» **Task goal**
Restate word for word the lines from the one containing "Where can the bulbul" through the end of the listing below, with both ends included.

» **Data**
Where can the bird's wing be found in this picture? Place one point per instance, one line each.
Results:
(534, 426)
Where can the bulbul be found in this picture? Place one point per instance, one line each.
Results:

» **Response**
Where can the bulbul be found in this picture? Place one point per instance, one line each.
Results:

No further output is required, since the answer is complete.